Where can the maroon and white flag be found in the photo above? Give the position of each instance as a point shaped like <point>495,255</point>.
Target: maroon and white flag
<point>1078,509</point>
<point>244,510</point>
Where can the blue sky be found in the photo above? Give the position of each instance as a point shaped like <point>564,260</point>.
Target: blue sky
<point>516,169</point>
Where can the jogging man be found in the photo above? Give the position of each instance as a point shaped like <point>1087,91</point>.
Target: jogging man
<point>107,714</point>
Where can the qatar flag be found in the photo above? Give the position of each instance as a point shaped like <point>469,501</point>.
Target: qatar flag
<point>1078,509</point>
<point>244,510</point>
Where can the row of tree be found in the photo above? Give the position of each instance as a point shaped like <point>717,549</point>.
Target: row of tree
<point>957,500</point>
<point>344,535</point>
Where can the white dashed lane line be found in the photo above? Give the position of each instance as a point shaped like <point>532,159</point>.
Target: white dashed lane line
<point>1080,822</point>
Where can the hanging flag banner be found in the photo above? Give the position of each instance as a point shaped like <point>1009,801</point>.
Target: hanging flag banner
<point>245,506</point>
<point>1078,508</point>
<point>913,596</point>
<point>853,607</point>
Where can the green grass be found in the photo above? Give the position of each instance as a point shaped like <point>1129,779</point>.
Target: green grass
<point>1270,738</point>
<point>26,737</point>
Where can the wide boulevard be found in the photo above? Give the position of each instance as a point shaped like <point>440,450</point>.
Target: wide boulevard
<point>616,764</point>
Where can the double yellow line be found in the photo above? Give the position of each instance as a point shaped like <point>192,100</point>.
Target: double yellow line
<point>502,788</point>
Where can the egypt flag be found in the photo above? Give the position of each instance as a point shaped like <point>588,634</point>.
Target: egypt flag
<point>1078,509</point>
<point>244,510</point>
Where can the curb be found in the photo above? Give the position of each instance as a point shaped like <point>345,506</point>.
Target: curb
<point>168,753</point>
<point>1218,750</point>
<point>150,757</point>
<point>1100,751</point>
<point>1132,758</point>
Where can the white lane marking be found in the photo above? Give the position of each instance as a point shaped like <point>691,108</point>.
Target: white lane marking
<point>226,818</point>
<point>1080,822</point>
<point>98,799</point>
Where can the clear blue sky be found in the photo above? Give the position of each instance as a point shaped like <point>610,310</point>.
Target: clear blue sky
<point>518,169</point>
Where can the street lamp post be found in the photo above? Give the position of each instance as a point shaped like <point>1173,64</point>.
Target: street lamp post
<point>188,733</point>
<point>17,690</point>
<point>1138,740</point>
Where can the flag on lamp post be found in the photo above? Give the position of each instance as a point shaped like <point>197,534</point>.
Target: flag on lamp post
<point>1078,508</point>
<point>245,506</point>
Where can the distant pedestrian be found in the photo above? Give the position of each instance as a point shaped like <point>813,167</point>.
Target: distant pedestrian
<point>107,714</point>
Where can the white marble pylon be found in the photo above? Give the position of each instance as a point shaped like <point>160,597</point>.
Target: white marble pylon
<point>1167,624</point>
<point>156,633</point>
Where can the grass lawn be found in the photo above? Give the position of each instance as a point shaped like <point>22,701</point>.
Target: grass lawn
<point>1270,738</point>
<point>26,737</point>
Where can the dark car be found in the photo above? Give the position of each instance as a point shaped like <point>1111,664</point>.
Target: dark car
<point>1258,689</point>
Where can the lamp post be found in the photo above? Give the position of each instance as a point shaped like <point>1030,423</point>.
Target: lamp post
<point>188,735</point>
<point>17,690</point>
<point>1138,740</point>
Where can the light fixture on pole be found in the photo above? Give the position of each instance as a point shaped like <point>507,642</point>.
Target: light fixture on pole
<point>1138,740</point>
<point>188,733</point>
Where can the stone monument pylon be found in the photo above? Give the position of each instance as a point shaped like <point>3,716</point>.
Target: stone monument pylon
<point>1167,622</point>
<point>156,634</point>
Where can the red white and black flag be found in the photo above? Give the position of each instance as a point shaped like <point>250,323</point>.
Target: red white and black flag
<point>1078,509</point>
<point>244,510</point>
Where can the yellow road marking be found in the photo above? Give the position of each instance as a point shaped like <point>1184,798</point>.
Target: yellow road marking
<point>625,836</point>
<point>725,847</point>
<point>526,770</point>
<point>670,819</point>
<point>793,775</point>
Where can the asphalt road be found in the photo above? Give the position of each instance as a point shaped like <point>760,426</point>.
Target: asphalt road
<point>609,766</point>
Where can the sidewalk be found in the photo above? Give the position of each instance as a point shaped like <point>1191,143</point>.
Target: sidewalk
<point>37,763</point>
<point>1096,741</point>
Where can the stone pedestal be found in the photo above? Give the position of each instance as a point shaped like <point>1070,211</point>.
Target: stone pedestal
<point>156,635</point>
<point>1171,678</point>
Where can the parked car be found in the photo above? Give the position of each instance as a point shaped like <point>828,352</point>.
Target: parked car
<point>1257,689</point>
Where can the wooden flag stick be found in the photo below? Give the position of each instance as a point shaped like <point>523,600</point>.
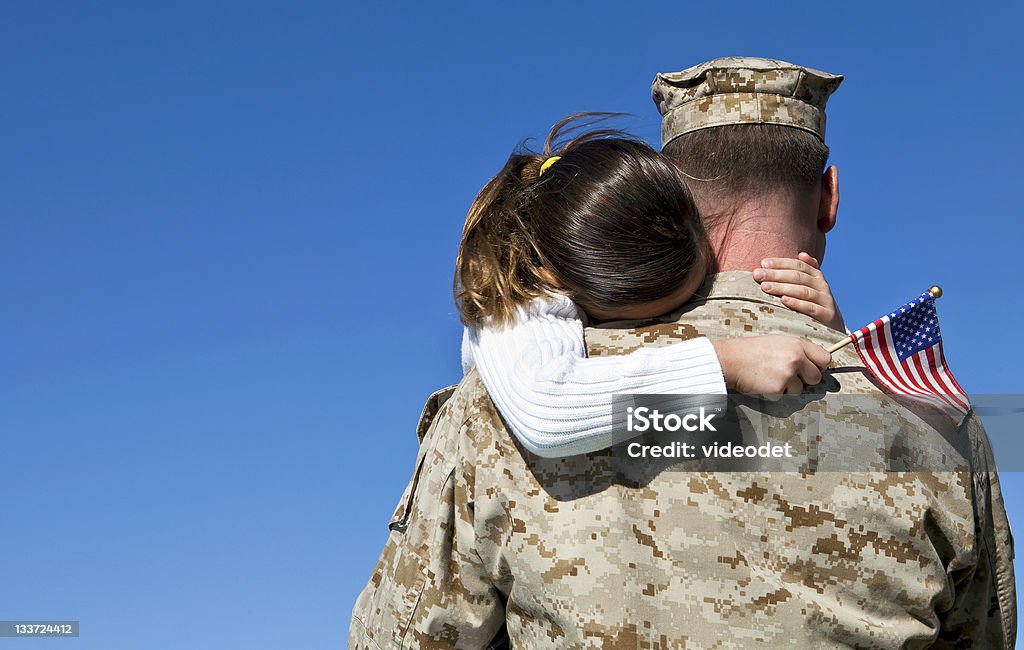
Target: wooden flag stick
<point>936,292</point>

______

*WORK REQUIRED*
In the entries above, find the line holding "Where can the street" and the line holding "Where can the lamp"; print both of them and every line between, exactly, and nothing else.

*TASK OUTPUT*
Where can the street lamp post be found in the photo above? Give the position of each instance as a point shaped like <point>1173,64</point>.
Target: street lamp post
<point>188,733</point>
<point>17,690</point>
<point>1138,740</point>
Where can the flag on lamp post be found in the photo above? Give the position of each instance as a point shaped like <point>197,534</point>.
Target: flag on lamp post
<point>1078,508</point>
<point>245,506</point>
Where can the distant pedestrian be found in the photo above? Give the position of each instance as a point shaped like <point>813,167</point>.
Target: distant pedestrian
<point>107,714</point>
Where can the white marble pylon be found in the photo above? Give the position of each instance as a point shaped like <point>160,597</point>.
Target: white marble pylon
<point>1167,624</point>
<point>156,633</point>
Where can the grass lawn be found in the photo above? Give the position of each instance as a point shaped like <point>22,701</point>.
Target: grass lawn
<point>1270,738</point>
<point>26,737</point>
Where can the dark car be found in the photo above? Give the position of each instance as a point shaped like <point>1111,664</point>.
Target: dark car
<point>1258,689</point>
Where can the lamp post be found in the photo above? Give the position of each instance as a point shaped like <point>1030,423</point>.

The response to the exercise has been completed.